▶ Problem to work on: Exactly as given, write out the lines from the one containing "Give the segmentation" through the end of the listing, with both ends included and nothing else.

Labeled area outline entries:

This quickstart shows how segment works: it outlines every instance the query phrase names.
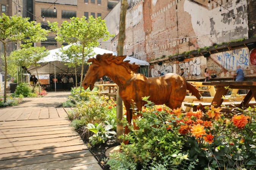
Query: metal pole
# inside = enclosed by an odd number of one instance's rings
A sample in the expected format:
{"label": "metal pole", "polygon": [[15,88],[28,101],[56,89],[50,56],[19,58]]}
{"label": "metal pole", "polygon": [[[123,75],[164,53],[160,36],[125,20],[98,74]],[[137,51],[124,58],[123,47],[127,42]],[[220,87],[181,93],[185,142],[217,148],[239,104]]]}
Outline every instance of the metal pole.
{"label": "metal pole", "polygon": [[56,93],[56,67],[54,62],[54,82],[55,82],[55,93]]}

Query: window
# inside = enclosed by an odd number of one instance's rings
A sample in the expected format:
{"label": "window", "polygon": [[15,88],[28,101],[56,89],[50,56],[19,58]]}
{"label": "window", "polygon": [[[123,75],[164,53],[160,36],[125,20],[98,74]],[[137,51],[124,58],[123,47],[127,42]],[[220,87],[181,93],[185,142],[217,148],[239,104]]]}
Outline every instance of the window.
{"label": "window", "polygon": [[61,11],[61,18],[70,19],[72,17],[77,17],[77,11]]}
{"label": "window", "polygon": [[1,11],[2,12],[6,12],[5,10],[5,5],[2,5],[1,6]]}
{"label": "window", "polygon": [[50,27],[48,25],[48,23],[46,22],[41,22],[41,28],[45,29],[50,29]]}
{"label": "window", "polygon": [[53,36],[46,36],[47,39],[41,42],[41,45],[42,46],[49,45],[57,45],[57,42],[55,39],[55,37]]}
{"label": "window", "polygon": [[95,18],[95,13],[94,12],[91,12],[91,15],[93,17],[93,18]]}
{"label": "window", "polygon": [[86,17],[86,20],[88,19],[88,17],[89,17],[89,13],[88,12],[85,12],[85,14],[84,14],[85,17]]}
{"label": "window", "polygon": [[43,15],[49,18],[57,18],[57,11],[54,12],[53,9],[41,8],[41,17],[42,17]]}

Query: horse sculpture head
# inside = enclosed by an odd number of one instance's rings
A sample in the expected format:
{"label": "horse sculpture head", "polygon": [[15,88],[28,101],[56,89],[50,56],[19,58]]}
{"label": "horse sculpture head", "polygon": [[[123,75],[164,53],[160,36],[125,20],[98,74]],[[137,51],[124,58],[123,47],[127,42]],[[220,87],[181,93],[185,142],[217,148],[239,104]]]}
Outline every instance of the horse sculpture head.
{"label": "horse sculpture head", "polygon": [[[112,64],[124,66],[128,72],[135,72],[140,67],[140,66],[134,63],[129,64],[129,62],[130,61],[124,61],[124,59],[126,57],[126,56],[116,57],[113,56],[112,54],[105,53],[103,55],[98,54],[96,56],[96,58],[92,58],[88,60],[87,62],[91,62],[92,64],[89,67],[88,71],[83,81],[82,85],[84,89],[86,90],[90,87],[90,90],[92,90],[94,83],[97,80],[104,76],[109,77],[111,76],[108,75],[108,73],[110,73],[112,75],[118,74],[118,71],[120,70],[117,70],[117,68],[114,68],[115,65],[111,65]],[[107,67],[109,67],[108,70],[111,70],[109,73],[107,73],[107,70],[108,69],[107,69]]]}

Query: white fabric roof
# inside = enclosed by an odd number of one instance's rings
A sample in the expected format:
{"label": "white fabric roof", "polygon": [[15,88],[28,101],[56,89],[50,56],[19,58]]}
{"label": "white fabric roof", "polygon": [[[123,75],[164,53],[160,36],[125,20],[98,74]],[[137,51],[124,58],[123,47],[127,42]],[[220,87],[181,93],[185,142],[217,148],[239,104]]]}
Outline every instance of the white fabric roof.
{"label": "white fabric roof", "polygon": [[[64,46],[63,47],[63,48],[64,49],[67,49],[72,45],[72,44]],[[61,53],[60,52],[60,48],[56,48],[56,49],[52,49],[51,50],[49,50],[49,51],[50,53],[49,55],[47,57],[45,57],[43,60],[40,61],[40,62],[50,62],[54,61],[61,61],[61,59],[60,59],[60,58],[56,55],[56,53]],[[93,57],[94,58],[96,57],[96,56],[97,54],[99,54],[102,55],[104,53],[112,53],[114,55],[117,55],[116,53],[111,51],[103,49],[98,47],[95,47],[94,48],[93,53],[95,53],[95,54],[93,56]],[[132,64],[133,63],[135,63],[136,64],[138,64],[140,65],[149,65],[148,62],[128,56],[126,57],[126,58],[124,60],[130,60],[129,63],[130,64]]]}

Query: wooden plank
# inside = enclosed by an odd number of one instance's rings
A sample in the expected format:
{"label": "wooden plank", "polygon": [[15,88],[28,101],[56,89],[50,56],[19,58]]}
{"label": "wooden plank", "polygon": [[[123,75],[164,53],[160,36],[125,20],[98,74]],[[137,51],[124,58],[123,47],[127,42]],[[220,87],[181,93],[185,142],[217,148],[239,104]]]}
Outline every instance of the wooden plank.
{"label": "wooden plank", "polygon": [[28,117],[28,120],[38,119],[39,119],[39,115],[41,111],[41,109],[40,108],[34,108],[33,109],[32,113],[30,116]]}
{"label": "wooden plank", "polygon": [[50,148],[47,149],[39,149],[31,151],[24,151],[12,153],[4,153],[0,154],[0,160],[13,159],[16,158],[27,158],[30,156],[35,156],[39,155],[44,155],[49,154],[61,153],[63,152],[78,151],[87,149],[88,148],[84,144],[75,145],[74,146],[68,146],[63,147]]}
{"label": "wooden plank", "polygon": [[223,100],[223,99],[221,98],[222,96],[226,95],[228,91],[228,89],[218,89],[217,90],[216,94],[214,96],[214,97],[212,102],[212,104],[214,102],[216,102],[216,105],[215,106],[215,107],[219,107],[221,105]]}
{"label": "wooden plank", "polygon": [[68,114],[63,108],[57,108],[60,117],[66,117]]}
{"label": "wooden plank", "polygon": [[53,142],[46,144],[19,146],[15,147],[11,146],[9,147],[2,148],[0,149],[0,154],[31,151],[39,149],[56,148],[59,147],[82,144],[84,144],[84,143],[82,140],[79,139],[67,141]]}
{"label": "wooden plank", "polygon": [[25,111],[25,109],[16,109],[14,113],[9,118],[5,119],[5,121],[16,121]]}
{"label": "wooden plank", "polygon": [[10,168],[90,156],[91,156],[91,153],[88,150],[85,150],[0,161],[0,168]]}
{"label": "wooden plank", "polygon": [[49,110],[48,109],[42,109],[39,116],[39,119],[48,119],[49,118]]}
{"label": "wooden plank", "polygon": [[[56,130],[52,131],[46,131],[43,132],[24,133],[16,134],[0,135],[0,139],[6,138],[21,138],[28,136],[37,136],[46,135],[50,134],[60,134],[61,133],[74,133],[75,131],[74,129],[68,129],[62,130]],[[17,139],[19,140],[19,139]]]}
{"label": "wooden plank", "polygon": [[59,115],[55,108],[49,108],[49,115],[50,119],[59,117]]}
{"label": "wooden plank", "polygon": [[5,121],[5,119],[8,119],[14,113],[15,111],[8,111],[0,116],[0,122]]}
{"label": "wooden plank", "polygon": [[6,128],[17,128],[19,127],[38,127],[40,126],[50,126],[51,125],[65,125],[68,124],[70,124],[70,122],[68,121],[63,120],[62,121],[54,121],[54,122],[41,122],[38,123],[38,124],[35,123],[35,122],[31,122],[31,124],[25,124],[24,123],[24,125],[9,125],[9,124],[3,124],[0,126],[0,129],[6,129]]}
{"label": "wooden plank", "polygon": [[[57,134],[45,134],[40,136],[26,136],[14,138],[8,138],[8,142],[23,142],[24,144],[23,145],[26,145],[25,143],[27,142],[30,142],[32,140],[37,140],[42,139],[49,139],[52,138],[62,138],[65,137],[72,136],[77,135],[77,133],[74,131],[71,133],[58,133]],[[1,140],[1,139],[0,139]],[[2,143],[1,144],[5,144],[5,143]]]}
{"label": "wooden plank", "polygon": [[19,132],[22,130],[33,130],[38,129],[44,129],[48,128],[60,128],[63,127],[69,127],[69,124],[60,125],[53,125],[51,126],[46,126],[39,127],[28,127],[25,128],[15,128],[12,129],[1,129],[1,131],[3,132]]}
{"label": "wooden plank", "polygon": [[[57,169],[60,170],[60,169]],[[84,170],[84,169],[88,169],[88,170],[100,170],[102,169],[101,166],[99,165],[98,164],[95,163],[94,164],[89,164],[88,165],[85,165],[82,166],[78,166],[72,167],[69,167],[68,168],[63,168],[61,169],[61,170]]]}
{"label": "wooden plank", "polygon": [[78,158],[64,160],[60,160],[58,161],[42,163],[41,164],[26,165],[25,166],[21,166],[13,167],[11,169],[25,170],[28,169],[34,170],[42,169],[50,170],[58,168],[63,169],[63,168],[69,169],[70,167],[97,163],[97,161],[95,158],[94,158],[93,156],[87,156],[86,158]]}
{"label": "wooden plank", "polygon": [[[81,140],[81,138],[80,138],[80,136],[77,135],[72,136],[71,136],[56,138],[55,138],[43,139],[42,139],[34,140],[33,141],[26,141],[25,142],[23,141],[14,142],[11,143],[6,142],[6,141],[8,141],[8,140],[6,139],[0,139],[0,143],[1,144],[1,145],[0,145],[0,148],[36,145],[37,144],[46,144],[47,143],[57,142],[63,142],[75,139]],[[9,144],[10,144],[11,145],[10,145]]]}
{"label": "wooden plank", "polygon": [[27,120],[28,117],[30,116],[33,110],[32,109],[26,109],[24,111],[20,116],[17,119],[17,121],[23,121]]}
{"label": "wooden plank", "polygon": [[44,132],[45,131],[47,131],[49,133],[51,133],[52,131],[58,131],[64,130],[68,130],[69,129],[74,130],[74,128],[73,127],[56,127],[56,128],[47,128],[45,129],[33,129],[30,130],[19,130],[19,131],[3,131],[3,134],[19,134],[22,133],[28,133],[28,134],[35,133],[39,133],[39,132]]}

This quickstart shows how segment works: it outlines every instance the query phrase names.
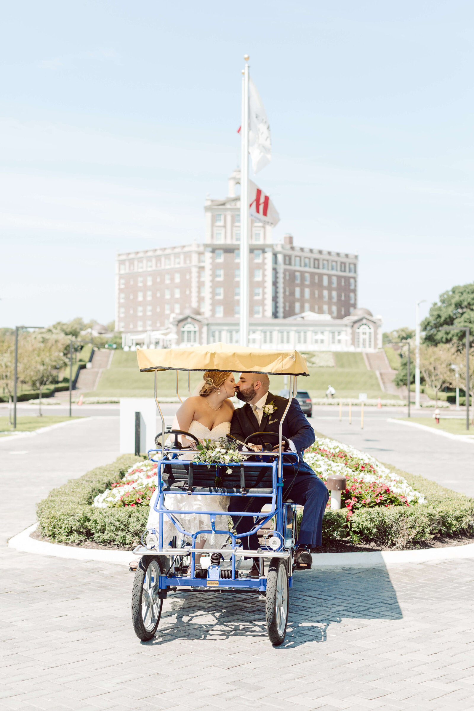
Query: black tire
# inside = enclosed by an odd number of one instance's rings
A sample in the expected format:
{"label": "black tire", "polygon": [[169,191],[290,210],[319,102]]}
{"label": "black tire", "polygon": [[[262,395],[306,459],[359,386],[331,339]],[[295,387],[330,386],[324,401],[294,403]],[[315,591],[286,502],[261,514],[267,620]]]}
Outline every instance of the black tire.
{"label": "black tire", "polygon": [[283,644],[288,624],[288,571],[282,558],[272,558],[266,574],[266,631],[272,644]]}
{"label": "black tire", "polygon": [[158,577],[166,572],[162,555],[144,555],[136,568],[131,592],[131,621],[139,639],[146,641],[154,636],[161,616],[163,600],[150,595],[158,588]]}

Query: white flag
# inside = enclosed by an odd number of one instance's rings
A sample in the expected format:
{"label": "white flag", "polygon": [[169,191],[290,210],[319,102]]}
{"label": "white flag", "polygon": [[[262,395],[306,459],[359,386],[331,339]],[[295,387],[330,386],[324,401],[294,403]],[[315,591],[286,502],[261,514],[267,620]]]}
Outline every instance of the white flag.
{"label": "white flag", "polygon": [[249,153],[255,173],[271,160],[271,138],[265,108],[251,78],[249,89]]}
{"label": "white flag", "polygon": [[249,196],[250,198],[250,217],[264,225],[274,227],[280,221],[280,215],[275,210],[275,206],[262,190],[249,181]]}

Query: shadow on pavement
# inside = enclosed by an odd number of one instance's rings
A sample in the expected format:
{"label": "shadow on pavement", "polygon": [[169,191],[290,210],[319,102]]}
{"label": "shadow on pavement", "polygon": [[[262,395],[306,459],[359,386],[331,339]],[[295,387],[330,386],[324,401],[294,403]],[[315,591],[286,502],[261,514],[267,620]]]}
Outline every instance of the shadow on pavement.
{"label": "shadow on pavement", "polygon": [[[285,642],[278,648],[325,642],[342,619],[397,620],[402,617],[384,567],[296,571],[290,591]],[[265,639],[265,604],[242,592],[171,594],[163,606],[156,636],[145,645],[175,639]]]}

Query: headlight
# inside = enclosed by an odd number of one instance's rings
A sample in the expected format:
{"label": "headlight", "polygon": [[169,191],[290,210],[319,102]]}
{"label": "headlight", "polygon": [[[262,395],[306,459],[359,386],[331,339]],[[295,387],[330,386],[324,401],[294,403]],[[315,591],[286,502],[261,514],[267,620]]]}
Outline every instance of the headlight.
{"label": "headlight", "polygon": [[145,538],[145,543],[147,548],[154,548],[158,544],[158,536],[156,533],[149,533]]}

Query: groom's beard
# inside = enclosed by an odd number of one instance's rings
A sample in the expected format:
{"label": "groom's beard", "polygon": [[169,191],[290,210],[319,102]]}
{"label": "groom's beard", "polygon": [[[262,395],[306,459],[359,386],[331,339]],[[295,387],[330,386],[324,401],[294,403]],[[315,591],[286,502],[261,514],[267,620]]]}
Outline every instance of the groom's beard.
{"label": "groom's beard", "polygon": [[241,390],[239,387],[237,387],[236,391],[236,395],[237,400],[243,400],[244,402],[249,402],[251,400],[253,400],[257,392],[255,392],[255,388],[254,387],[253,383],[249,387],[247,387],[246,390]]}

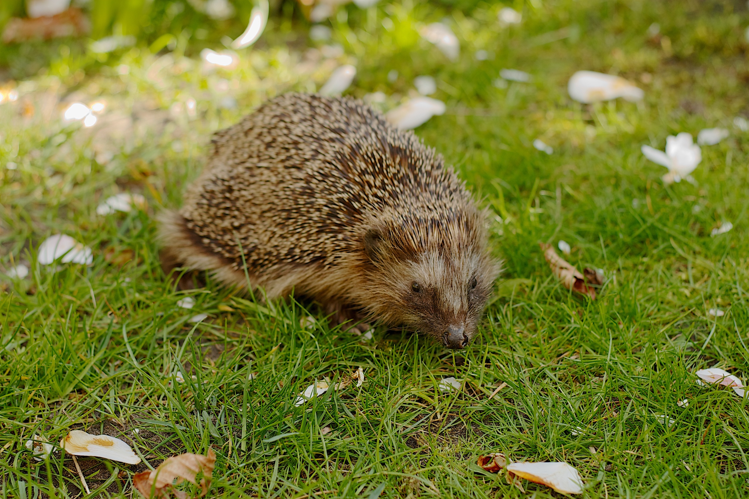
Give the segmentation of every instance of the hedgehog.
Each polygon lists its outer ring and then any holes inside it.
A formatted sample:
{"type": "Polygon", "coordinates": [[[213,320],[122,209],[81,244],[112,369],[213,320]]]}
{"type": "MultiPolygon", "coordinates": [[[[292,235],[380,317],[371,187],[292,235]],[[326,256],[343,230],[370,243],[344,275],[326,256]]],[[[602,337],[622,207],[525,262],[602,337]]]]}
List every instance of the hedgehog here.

▶ Response below:
Give the segmentation of every instance of the hedgehog.
Each polygon lists its outer ring and then any holes inside it.
A formatted sample:
{"type": "Polygon", "coordinates": [[[213,320],[122,209],[81,244],[112,369],[213,320]]]}
{"type": "MultiPolygon", "coordinates": [[[[292,235],[380,317],[371,187],[292,235]],[[326,256],[343,230],[370,243],[344,275],[326,256]]],[[[602,337],[622,207],[525,262],[602,337]]]]}
List every instance of the hedgehog here.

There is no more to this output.